Take the material below and write it all out again exactly.

::: LISTING :::

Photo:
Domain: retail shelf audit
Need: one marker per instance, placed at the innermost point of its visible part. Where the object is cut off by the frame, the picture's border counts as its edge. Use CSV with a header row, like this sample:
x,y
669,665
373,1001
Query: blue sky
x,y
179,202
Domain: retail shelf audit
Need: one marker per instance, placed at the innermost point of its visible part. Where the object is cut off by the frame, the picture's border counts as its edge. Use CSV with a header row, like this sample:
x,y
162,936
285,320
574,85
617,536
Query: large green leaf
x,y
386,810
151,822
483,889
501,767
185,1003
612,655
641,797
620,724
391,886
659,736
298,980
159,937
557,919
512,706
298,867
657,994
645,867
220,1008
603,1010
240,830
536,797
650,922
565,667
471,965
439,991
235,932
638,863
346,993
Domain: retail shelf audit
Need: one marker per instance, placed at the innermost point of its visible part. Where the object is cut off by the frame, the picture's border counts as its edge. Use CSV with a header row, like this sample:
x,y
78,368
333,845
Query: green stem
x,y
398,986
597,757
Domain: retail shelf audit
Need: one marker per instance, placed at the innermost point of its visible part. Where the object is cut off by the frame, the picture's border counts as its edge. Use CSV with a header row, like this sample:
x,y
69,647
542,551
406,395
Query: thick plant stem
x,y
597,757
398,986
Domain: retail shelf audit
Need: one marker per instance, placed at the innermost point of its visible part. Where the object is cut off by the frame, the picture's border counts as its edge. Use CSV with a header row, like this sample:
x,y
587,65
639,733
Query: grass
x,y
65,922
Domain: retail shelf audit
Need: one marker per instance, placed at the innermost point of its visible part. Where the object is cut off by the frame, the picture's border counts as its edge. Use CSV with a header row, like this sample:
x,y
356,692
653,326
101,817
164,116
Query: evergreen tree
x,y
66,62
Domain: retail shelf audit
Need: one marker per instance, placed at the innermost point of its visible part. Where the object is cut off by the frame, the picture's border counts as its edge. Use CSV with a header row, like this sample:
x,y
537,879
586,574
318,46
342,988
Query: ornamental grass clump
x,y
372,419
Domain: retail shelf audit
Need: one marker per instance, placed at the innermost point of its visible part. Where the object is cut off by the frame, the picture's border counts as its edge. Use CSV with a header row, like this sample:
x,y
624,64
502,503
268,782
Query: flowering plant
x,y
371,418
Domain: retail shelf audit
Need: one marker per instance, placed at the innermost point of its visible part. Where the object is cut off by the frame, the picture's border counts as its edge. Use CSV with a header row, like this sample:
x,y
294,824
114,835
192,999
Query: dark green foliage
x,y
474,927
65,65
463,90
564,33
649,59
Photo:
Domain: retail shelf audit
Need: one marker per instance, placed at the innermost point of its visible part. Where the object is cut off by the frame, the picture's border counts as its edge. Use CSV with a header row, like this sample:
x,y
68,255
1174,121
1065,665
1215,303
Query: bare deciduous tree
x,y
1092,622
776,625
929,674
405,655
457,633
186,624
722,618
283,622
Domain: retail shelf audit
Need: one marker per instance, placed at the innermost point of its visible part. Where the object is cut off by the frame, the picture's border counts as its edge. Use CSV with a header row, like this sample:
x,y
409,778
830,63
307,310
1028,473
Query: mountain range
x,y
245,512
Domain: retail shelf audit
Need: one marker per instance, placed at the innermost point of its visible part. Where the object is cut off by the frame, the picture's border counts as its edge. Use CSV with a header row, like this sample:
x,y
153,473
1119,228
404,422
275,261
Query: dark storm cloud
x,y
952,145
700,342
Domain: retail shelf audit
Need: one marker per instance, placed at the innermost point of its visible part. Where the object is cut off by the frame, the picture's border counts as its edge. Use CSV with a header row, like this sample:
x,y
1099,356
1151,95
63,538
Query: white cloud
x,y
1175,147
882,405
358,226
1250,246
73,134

:::

RESPONSE:
Photo:
Domain: retail shelf audit
Need: one marker per instance, placed at the innermost point of its visible part. Where the object is cut off by the frame, the picture's border counts as its edge. Use CSV with a header row, like this sample:
x,y
669,665
373,1001
Query: blue sky
x,y
179,202
Domain: retail shelf audit
Need: one marker per instance, placed at the innermost point of its visible part. Where the object is cut off by the frame, the picture's border counts as its edge. Use CSV with a header row, like this sample:
x,y
162,936
285,320
574,85
617,536
Query: large green leaf
x,y
386,810
151,822
483,889
501,767
185,1003
612,655
641,797
620,724
391,886
659,736
298,980
159,937
557,919
512,706
298,867
657,994
645,867
220,1008
603,1010
240,830
536,797
650,922
565,667
471,965
439,991
235,932
638,863
346,993
Domain: retail shelf audit
Need: one marker per instance, placed at the innermost point of its visible part. Where the object is cut off by the frame, the picture's border counts as its edge. Use CSV with a header row, like this sample:
x,y
78,368
333,845
Query: green stem
x,y
398,986
597,757
Domain: retail shelf audit
Need: one marker per instance, placed at the innermost point of its visible part. Where the object is cut off by the frame, the picture's border counts as its edge. Use CSV with a header row, like this sample:
x,y
69,647
542,551
406,395
Query: thick plant stem
x,y
597,757
398,986
Domain: retail shelf audit
Need: one marker per instance, placed at the innermost point of its visible part. Where the object is cut off by the frame, the picture's border counts as its edge. Use CSV with a header row, like this sample:
x,y
587,65
639,733
Query: grass
x,y
65,922
Domain: retail shelf audit
Need: one marker per instance, placed at the innermost point of its visible part. Where the object is cut off by the frame, the picture's border counts as its edge. Use CSV with a header row, like this sample:
x,y
356,692
653,326
101,817
164,116
Query: evergreen tree
x,y
66,62
Domain: retail shelf audit
Need: one marker per instance, placed at the innermost point of its visible part. Where the object is cut off by the frame, the picture's border counts as its edge. Use CSV with a header row, like this sample:
x,y
537,879
586,574
318,46
342,988
Query: ornamental grass clump
x,y
372,419
Domain: retail shelf audit
Need: one marker per instance, placed at the innermost point of its visible part. Where the object is cut off by the frame, the picture's border counts as its edge. Use CSV with a header row, like this sample:
x,y
624,64
502,503
268,782
Query: flowering plant
x,y
371,418
Domain: retail shelf audit
Need: one marker per instance, placed at the innermost point of its visible part. Where the object is cut off by the frame, the picture's border counts as its edge. Use CSV with a header row, like this sample:
x,y
294,824
114,835
192,999
Query: dark green foliage
x,y
474,927
65,65
463,90
564,33
649,59
Photo:
Domain: retail shelf audit
Need: one marker per instance, placed at the innermost point of its visible part. Where the object is cut off by the frame, the picture's border counts as its edge. Use CSV with a header row, like this sample:
x,y
68,255
1174,121
1065,665
1215,303
Query: bare deciduous tree
x,y
1092,622
776,625
929,674
405,655
457,633
186,624
722,618
283,622
Domain: retail shelf audit
Need: one marker per instance, placed at the innermost point of its visible part. Where the object is cut off by the frame, the picture's border counts as its edge. Use CSV with a header row, like this sample:
x,y
409,778
830,63
307,310
1028,473
Query: mountain range
x,y
245,512
Domain: retail shelf audit
Need: one marker per instance, placed at the innermost point of its visible part. Where the object is cut off by the frame, the picture's border counts as its edge. Use CSV with a header row, like this sample:
x,y
153,473
1119,228
404,422
275,261
Query: dark storm cloud
x,y
952,145
700,342
Domain: retail shelf audit
Need: one marker per instance, placed at the innermost point of its visible part. Where the object is cut off by the frame, the picture's border counts as its edge. Use CSV with a header row, like this sample:
x,y
1099,356
1151,95
63,538
Query: white cloud
x,y
1175,147
882,405
358,226
1250,246
73,134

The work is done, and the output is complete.